Objectifs:
A. D'après le texte sur le purisme, en réaction à quel mouvement le purisme est-il né ?
B. Poursuivez le texte sur le purisme à partir de sa dernière phrase.

Passage proposé:
Willi Baumeister – Marcelle Cahn

Otto Gustav Carlsund – Franciska Clausen

Le Corbusier – Amédée Ozenfant

Le Corbusier, “Nature morte puriste, lanterne, guitare, pichet et livre”, 1920

Le purisme naît en réaction au cubisme, que Le Corbusier et Amédée Ozenfant admirent pour sa modernité, mais qui leur semble être devenu abscons et parfois décoratif. Rigoureux et austère en théorie, véritable précurseur de l’art conceptuel, le purisme se déploie via un répertoire formel, favorisant la représentation d’objets standardisés : verres, bouteilles, pichets et compotiers, avec l’objectif d’en capter l’essence même : représentation ultra-lisible, proportions respectées, partage des contours, lignes dessinées avec application et remise en cause des codes de la perspective. Selon Le Corbusier et Ozenfant, une nouvelle esthétique doit émerger avec la simplification des objets et la quête de fonctionnalisme. La science constitue alors le terreau fondamental de leur esthétique, l’art devant révéler avec rigueur une forme de vérité supérieure. Le mouvement s’inscrit dans les avant-gardes de l’époque, à l’instar du simultanisme des Delaunay, du Bauhaus ou du constructivisme, en se donnant pour objectif de créer un nouveau langage.

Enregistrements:
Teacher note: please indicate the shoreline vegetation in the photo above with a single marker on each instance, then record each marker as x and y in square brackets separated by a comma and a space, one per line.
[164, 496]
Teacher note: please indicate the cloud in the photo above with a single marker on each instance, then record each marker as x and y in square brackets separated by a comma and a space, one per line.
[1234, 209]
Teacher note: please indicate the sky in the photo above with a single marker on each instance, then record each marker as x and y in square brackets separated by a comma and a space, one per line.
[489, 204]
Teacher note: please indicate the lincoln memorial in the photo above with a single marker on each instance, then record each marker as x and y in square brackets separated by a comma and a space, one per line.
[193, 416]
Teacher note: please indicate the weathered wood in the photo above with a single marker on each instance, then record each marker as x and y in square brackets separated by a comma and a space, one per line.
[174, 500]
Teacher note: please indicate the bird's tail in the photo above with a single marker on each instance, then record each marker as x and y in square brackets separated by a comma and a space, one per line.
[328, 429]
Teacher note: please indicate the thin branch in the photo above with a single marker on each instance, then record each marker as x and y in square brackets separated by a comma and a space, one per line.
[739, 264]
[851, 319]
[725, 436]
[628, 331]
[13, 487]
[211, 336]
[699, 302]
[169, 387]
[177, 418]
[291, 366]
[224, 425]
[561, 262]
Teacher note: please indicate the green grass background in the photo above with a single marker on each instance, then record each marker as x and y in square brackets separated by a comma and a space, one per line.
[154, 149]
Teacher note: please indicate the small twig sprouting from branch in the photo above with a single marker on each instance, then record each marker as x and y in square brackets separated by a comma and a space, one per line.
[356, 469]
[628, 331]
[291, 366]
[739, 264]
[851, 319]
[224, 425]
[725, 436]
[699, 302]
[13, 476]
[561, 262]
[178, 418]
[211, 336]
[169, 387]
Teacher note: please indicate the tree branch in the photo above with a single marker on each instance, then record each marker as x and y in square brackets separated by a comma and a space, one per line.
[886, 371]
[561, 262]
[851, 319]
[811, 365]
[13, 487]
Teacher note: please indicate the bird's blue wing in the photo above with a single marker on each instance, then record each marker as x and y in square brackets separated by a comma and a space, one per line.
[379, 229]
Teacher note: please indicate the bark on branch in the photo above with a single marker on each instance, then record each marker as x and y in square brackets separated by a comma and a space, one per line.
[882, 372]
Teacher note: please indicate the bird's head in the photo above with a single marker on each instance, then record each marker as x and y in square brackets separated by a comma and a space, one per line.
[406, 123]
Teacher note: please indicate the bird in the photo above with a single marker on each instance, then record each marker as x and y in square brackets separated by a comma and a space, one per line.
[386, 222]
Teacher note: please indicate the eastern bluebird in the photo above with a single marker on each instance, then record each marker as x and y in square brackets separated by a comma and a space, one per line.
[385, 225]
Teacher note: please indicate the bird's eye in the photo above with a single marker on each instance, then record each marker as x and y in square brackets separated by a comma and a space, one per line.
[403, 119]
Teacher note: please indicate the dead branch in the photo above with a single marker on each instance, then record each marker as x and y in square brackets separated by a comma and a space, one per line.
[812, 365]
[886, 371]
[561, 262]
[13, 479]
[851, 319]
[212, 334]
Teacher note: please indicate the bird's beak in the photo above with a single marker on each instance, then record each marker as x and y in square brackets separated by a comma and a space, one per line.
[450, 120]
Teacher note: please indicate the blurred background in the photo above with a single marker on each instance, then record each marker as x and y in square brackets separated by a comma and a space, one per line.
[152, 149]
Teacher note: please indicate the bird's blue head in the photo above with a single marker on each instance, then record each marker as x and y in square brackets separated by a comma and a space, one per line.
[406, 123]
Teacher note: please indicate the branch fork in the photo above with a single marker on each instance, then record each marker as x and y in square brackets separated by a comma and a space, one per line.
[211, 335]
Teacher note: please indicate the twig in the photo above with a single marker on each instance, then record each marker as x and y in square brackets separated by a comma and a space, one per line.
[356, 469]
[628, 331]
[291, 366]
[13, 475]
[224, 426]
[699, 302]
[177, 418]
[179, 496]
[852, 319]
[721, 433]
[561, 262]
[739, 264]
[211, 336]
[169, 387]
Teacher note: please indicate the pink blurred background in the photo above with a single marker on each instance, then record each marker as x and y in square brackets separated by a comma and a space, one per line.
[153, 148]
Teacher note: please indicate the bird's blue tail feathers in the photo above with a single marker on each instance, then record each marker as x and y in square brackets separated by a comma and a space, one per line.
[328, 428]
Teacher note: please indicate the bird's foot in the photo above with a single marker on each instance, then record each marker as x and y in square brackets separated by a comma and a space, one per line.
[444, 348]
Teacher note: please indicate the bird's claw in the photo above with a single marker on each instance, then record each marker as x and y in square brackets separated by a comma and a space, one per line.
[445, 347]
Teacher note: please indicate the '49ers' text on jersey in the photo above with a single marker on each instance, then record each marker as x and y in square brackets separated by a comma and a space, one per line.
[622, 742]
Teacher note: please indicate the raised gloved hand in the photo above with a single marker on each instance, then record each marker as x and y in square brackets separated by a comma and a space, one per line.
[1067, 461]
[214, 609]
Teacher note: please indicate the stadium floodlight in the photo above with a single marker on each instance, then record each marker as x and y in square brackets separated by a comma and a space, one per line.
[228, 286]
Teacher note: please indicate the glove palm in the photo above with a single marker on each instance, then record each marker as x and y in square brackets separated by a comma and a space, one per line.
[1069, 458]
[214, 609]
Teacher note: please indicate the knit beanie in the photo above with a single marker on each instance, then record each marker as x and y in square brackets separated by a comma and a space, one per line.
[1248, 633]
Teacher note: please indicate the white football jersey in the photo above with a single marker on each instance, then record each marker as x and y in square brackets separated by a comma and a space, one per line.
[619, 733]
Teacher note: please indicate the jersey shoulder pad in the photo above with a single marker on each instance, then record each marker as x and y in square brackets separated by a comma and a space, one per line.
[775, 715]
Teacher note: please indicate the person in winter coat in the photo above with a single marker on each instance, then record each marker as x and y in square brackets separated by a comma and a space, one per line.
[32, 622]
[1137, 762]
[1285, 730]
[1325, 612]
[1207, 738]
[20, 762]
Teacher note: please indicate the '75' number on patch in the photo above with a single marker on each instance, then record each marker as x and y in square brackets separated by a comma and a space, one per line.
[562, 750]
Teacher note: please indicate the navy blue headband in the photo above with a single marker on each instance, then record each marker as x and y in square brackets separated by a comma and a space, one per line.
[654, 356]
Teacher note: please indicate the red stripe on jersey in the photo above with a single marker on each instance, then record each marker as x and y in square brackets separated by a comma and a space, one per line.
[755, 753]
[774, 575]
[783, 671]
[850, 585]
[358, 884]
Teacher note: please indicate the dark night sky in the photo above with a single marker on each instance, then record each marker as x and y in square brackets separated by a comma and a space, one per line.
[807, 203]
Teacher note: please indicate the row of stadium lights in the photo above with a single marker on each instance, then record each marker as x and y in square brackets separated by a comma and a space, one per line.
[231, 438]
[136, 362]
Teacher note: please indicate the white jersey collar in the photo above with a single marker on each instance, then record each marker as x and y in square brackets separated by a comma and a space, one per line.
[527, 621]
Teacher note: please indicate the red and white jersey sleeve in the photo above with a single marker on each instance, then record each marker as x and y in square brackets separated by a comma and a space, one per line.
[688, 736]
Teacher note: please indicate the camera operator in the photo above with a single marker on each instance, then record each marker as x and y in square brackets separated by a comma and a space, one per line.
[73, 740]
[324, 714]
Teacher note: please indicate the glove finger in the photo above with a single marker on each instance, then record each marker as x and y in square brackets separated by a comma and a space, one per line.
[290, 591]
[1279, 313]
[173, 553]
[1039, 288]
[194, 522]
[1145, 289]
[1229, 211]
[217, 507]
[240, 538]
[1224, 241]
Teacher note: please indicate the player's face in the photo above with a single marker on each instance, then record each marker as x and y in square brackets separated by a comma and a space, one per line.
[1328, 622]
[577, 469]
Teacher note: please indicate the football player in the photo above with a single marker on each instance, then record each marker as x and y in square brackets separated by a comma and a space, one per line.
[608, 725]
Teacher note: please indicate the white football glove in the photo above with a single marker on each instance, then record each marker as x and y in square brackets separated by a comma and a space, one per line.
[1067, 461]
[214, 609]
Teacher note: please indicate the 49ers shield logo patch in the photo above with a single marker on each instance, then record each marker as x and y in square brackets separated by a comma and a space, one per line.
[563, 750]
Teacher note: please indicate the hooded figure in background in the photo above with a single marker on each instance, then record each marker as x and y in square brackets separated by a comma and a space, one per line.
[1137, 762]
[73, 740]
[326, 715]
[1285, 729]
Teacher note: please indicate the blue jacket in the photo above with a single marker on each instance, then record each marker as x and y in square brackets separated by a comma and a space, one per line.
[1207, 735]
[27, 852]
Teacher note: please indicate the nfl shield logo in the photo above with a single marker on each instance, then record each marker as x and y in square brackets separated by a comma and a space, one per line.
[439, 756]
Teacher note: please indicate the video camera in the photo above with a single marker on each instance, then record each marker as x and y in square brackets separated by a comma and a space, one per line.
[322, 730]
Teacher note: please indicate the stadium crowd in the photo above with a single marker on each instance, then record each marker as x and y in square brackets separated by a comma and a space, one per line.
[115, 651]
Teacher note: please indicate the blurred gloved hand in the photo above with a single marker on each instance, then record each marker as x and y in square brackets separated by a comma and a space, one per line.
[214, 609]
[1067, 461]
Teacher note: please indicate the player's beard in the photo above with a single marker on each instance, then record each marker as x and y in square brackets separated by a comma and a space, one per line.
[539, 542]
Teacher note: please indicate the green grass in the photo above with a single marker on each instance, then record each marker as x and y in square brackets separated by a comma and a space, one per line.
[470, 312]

Réponses par tâche:
A. Le purisme est né en réaction au cubisme.

B.
Le Corbusier, “Nature-morte-puriste-verticale”, 1922

Première figure de l’exposition, Le Corbusier débute sa carrière artistique avec des compositions puristes : des peintures, des gouaches et des dessins parfaitement emblématiques du cœur de sa pratique puriste figurent dans l’exposition. Même après sa rupture avec Ozenfant, Le Corbusier n’a eu de cesse de réaliser les compositions d’objet tout au long de sa carrière. Cette courte mais cruciale étape de son développement artistique l’a profondément marqué. Chaque décennie, il est retourné au purisme en incorporant ses préoccupations formelles du moment, notamment en renouvelant sa gamme de couleur, cette partie composée d’œuvres plus tardives étant montrée à la Galerie Pascal Cuisinier. Il a aussi utilisé des compositions puristes pour explorer des mediums divers, à l’instar de la tapisserie qu’il a particulièrement affectionnée.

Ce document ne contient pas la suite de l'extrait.